### Stored data
________________________________________

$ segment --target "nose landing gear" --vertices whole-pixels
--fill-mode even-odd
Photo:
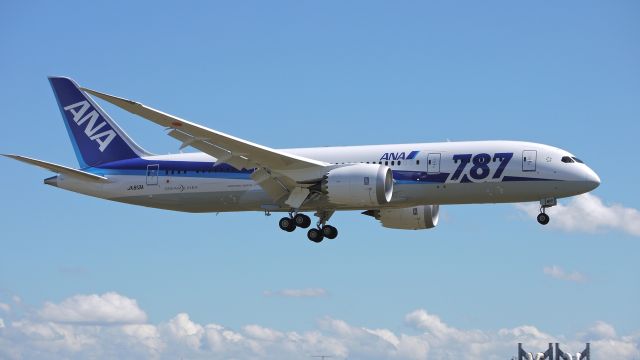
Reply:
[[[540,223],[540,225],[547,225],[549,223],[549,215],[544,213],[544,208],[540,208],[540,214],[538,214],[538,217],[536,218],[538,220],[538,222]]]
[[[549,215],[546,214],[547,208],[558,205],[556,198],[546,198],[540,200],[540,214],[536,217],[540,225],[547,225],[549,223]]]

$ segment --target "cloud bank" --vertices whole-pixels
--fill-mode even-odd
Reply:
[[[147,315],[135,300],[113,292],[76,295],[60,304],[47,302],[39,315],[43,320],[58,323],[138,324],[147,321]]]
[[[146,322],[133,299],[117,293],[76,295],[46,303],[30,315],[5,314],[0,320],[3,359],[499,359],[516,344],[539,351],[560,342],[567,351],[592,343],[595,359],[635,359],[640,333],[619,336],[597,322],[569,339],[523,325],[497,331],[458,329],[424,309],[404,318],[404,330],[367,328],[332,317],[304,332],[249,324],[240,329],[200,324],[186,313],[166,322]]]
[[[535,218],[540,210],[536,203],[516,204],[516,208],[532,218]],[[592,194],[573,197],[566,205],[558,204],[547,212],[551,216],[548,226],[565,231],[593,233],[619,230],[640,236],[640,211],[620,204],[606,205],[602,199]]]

________________________________________

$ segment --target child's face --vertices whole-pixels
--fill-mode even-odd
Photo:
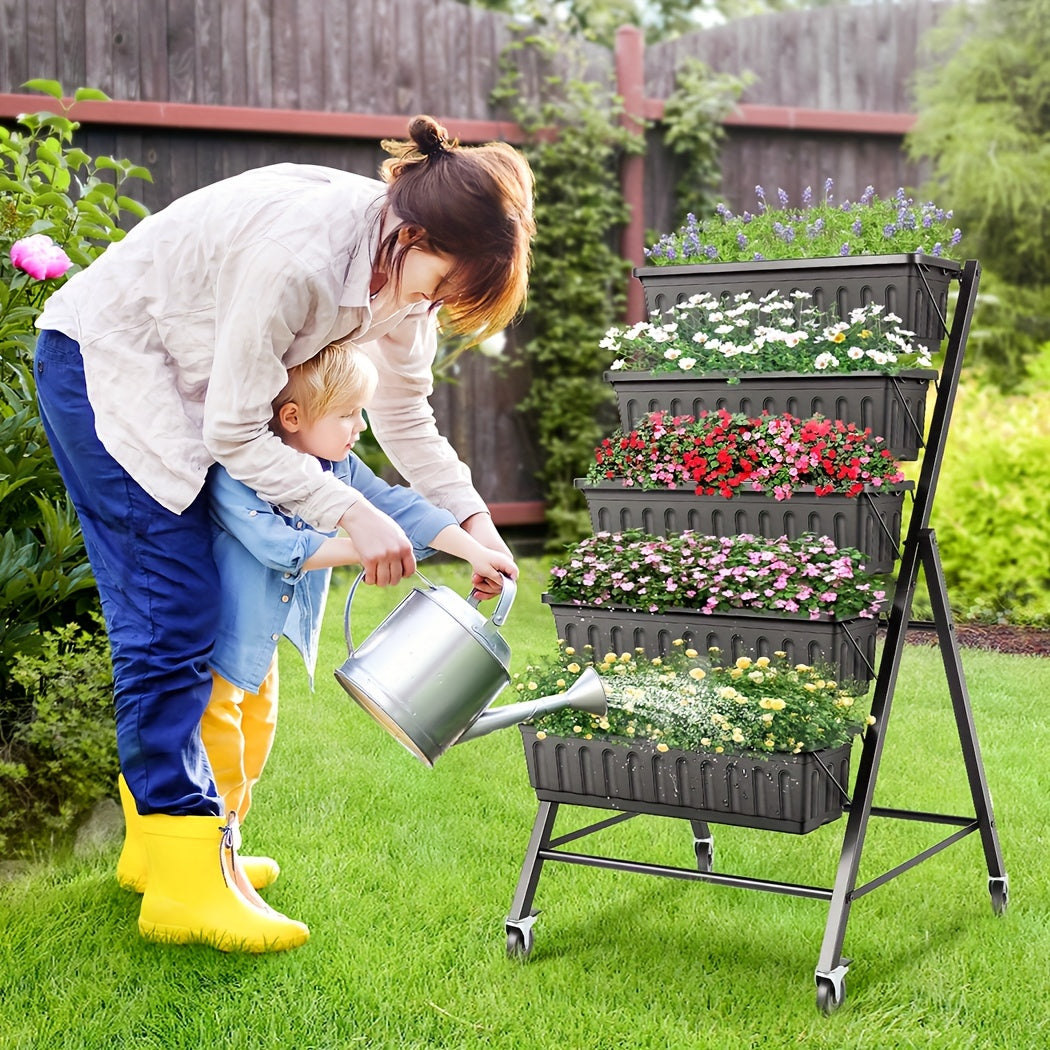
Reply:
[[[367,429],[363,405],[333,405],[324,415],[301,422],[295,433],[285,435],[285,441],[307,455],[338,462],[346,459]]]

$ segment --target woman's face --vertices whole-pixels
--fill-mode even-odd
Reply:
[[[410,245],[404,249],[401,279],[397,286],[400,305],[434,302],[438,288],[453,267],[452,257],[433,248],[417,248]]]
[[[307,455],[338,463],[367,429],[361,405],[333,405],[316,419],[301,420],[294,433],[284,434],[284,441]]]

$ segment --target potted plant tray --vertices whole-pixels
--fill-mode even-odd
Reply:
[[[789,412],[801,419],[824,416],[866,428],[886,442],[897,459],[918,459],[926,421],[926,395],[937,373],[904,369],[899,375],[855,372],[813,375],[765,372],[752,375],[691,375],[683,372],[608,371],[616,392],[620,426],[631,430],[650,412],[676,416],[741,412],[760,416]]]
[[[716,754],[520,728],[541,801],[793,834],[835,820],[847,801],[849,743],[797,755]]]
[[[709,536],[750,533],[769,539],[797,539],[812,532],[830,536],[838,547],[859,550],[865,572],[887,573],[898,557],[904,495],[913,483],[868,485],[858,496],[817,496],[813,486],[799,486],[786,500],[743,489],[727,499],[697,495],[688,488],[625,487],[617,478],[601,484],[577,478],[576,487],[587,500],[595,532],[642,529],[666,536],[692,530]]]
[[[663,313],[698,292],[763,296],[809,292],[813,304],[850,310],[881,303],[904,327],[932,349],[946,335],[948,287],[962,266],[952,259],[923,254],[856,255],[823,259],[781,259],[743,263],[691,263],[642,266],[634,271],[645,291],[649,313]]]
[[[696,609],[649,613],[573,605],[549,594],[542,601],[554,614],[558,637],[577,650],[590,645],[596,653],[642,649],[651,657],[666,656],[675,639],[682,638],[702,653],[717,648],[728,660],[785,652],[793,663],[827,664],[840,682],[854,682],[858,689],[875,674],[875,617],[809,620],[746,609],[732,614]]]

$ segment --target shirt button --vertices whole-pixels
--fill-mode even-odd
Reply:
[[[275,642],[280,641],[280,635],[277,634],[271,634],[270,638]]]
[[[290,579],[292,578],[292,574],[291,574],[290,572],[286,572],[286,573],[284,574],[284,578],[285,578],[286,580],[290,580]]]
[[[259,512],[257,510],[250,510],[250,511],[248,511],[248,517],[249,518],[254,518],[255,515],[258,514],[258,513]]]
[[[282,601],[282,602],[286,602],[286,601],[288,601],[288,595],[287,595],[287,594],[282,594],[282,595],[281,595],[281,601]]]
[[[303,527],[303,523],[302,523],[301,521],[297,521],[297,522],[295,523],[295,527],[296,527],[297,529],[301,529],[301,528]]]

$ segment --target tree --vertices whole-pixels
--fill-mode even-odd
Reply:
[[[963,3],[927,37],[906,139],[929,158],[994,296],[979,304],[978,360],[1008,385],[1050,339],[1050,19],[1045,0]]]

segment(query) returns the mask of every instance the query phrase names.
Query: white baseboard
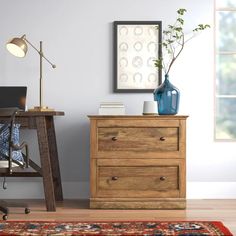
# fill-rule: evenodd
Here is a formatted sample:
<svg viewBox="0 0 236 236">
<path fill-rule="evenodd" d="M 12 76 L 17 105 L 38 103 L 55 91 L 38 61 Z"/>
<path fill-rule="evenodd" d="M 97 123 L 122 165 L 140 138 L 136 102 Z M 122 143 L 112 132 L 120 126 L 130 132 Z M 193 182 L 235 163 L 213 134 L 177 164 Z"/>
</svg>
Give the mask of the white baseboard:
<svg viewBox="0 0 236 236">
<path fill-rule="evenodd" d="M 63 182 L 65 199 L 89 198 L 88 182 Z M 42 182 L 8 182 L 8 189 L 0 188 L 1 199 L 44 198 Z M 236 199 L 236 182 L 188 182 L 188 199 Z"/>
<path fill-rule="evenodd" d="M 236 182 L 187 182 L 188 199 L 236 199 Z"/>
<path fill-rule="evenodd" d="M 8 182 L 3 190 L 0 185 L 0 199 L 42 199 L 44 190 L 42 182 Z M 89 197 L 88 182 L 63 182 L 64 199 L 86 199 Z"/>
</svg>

________________________________________

### Work request
What lines in the data above contain the word "face"? Show them all.

### Result of the exercise
$ segment --target child's face --vertices whole-pixels
$ segment --target woman's face --vertices whole-pixels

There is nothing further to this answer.